*** Stored data Section Begins ***
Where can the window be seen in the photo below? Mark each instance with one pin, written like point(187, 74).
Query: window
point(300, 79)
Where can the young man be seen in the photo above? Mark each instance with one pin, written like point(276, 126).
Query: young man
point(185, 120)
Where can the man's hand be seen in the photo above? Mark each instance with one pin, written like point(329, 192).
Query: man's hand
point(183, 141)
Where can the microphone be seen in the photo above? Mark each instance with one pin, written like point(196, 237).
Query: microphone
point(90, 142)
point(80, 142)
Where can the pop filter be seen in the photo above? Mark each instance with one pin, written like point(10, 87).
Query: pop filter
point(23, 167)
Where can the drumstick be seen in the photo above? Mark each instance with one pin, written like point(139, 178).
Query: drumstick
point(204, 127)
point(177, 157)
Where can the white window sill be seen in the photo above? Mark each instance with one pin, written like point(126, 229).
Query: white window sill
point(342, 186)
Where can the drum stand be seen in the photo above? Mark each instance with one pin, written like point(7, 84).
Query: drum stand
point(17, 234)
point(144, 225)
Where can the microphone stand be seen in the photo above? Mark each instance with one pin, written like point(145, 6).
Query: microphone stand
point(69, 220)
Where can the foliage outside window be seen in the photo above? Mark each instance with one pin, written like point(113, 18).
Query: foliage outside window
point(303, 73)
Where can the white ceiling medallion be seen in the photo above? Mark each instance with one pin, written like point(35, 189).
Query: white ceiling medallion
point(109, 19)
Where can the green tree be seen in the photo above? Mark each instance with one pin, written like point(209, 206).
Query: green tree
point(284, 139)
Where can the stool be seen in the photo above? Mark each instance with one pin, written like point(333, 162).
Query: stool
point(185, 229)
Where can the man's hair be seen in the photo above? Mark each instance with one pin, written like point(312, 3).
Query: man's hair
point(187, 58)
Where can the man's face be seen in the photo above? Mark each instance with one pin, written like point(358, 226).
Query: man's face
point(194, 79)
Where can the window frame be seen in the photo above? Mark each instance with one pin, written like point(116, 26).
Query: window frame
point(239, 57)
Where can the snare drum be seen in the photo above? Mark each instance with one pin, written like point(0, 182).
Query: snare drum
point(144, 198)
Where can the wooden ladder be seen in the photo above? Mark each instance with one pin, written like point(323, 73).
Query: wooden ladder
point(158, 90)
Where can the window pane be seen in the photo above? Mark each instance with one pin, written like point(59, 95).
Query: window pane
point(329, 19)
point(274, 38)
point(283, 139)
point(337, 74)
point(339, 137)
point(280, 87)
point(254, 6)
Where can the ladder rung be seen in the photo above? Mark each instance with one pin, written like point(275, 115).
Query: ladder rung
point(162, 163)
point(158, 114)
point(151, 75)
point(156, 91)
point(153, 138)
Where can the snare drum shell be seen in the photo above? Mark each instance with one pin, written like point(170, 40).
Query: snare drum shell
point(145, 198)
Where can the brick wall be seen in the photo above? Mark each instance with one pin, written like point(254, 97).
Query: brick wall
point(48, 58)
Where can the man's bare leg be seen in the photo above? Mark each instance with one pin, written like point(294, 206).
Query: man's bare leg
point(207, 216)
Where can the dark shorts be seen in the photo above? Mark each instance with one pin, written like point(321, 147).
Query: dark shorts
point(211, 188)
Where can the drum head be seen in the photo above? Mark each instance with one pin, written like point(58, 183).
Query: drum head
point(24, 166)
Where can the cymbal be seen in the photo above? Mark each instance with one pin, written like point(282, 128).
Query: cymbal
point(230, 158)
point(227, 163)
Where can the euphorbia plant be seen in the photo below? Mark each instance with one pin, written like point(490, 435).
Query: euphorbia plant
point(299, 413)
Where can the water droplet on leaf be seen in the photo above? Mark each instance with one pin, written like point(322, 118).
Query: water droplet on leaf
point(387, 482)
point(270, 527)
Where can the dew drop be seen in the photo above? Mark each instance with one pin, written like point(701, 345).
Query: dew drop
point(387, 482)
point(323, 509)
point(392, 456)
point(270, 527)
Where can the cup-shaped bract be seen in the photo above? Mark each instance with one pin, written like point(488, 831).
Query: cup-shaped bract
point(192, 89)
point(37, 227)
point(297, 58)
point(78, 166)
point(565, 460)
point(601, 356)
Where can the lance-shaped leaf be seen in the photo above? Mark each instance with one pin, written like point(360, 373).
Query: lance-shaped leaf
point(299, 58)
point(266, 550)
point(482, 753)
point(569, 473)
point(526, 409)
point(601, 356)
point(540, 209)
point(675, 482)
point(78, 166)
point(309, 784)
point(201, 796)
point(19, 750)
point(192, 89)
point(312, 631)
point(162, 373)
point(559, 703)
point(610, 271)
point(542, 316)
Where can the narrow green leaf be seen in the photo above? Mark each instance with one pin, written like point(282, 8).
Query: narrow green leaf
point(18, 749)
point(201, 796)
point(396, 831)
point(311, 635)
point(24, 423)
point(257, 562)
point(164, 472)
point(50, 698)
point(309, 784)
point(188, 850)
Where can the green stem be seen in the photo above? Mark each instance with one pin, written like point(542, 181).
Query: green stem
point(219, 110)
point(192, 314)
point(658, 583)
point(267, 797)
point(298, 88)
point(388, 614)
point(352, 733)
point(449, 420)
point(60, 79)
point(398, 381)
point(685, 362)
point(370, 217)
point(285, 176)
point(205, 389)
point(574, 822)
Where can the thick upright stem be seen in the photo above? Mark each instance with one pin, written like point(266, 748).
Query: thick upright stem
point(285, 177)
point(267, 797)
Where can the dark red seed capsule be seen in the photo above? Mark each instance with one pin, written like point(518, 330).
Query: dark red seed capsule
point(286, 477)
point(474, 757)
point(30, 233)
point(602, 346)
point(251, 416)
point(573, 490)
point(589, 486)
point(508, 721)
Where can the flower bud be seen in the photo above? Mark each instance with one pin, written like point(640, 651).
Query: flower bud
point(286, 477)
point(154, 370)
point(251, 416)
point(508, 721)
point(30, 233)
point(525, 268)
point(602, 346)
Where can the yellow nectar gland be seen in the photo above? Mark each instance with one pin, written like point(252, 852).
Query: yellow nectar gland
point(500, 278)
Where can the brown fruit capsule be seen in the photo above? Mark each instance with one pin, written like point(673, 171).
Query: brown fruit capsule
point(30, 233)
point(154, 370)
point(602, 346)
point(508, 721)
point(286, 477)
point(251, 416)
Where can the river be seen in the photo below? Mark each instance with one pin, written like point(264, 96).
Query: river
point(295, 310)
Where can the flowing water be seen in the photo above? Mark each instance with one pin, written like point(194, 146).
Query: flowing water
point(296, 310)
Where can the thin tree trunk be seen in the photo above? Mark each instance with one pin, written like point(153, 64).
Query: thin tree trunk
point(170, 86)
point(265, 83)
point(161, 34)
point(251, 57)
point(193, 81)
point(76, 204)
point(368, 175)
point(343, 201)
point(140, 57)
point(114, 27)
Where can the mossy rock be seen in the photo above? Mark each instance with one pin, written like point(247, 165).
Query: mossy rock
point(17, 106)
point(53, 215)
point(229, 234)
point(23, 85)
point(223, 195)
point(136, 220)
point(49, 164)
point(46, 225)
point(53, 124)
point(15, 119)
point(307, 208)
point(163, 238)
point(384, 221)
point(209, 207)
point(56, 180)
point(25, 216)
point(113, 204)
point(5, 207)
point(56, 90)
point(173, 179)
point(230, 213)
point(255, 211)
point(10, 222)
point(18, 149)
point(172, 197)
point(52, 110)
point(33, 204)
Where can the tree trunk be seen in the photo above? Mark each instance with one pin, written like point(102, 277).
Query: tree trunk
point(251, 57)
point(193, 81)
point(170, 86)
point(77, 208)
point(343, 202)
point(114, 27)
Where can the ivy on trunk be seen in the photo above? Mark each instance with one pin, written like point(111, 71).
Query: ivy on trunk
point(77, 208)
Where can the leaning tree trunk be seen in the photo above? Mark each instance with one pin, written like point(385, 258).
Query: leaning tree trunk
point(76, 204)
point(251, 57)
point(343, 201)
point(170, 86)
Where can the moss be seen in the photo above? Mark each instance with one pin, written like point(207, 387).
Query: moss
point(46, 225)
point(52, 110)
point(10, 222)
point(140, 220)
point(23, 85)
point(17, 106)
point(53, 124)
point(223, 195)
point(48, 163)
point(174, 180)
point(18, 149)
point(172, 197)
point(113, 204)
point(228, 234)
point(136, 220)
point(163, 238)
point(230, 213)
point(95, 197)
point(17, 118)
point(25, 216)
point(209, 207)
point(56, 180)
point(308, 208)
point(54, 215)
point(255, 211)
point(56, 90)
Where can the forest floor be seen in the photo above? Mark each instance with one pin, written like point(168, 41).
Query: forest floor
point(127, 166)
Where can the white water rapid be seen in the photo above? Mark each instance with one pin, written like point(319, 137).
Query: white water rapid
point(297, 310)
*** Stored data Section Ends ***
== Task statement ==
Once you find the line with "Query: flower bud" above, print it and every line after it up to and including the line with "Where can the mossy", exactly as written and nothing else.

== Answer box ==
Query: flower bud
point(286, 477)
point(154, 370)
point(251, 416)
point(508, 721)
point(30, 233)
point(525, 268)
point(602, 346)
Where can the yellow nectar gland be seen in the photo above? Mark each instance with one pin, written like point(252, 852).
Query: yellow nectar gland
point(500, 278)
Where can the brown fruit capsule be seen in the photo above? Mark each instance with one pin, written like point(673, 171).
Query: brown fruit capsule
point(30, 233)
point(154, 370)
point(602, 346)
point(508, 721)
point(286, 477)
point(251, 416)
Where can the river be seen in the photo below? Mark each instance with one pin, written like point(264, 96).
Query: river
point(295, 310)
Where can the flowing water be seen in the photo above? Mark each instance with one pin, written like point(194, 146).
Query: flowing water
point(296, 310)
Where can the thin tree trunk be seen in the photo above? Mark each instance with one pin, written like point(153, 64).
Query: thin tree trunk
point(170, 86)
point(265, 83)
point(161, 34)
point(251, 57)
point(193, 81)
point(76, 204)
point(368, 175)
point(343, 201)
point(140, 57)
point(114, 27)
Where can the mossy rock be seen in the photo above? Mark each instance with one pin, written like point(247, 165).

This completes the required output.